**Given instruction**
Collect every line of the entries below that contains the word "front", copying each one in full.

**Material to process**
** START **

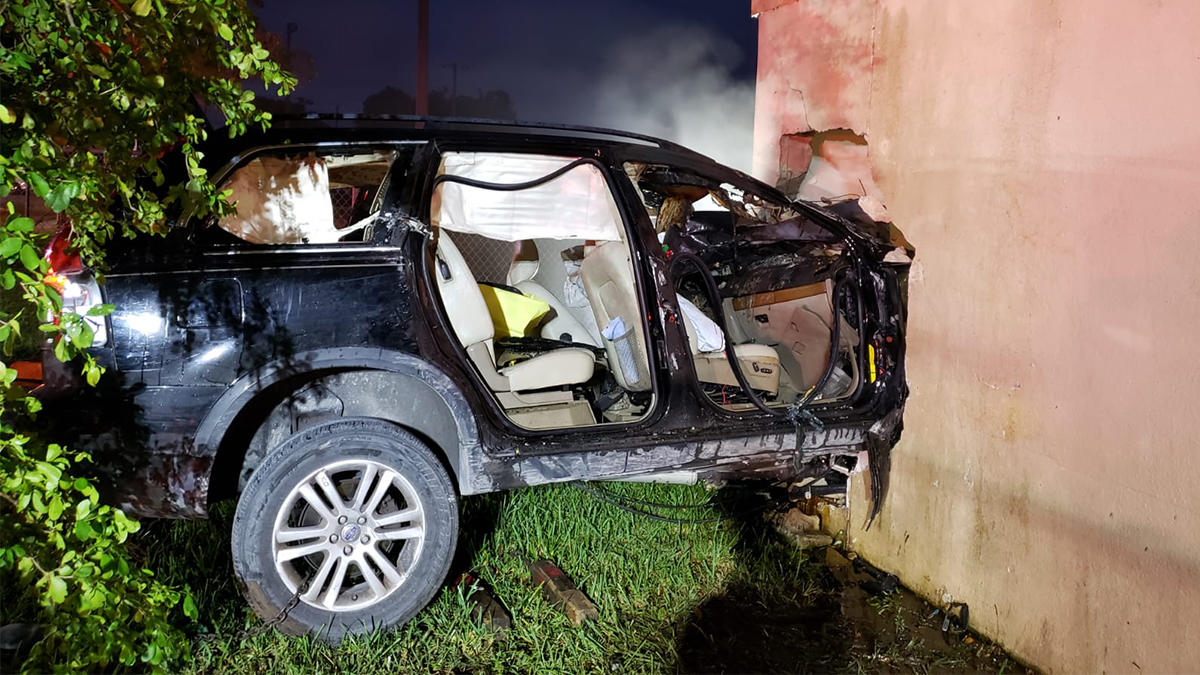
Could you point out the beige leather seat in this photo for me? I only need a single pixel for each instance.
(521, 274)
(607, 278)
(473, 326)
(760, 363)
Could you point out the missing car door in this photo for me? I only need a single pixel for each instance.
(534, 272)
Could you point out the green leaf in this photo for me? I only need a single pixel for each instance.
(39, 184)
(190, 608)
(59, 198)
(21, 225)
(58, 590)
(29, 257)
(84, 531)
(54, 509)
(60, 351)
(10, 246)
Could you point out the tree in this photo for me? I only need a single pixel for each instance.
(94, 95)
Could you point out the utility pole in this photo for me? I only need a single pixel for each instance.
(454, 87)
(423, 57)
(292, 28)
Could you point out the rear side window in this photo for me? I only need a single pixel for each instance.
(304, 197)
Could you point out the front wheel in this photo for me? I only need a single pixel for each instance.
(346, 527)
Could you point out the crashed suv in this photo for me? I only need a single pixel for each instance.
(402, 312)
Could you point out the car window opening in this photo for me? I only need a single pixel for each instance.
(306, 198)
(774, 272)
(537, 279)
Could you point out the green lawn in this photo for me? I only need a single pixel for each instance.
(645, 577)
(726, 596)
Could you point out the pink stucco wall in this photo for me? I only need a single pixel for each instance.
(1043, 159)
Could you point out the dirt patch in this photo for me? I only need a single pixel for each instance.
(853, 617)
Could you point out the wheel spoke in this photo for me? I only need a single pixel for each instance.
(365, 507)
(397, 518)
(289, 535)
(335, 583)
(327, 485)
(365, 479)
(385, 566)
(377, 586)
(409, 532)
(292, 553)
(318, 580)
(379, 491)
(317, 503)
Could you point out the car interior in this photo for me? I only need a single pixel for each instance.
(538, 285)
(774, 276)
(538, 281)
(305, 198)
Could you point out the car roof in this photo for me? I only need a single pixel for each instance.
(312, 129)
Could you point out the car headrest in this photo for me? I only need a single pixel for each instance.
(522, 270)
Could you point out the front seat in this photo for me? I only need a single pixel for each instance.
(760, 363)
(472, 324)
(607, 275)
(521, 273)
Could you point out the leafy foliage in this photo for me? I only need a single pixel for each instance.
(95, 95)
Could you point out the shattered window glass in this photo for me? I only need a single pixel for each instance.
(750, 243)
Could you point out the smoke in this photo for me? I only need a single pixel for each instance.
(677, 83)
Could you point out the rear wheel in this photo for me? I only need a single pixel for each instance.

** END **
** START **

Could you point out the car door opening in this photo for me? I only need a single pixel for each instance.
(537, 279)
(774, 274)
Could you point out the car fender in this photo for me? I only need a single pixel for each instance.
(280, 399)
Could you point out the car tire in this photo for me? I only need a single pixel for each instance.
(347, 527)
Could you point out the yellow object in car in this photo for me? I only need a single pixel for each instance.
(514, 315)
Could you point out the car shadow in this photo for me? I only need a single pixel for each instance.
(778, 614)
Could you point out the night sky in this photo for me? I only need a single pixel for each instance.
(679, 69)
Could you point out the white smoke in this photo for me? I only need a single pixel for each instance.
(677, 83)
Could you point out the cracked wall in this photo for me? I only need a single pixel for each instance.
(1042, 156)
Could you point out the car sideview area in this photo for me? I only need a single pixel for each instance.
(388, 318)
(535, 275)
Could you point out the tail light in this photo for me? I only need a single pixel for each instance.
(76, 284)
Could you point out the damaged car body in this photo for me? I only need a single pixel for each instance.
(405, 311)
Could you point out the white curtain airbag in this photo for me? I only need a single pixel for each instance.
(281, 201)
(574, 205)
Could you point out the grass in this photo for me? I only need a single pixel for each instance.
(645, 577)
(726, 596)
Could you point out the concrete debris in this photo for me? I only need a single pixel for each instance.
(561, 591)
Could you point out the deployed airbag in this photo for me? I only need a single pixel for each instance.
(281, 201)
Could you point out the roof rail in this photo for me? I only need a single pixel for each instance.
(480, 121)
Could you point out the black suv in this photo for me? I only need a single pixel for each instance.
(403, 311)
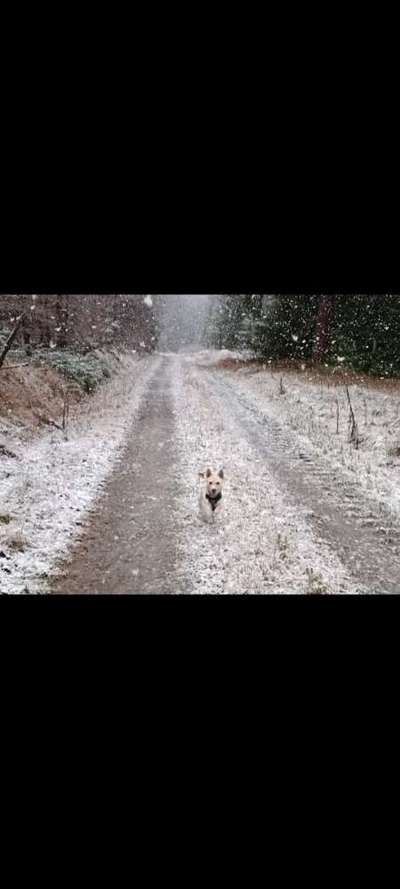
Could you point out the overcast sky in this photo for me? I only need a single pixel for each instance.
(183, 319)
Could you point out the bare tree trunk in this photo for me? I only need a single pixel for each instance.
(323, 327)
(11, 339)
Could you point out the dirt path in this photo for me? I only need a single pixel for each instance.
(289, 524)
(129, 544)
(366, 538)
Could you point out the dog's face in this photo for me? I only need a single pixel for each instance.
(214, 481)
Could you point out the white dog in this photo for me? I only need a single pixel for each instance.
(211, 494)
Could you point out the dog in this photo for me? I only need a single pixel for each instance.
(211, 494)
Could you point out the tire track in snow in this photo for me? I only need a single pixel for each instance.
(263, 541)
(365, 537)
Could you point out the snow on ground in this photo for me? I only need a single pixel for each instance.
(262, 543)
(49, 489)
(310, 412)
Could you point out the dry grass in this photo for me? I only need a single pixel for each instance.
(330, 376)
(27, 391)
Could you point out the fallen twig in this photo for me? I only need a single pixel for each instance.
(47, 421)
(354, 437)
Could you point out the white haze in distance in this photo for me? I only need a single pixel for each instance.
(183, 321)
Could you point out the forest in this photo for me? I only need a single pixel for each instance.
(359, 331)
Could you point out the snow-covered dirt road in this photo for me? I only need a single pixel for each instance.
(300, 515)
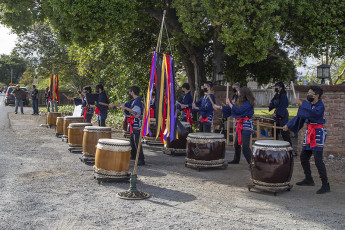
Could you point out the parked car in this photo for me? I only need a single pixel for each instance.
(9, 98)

** END **

**Task response**
Could you point out the front wheel in this photo for me? I only need a single pixel for each instance.
Could you point out the front seat in this photo for me? I only need a single pixel for each instance.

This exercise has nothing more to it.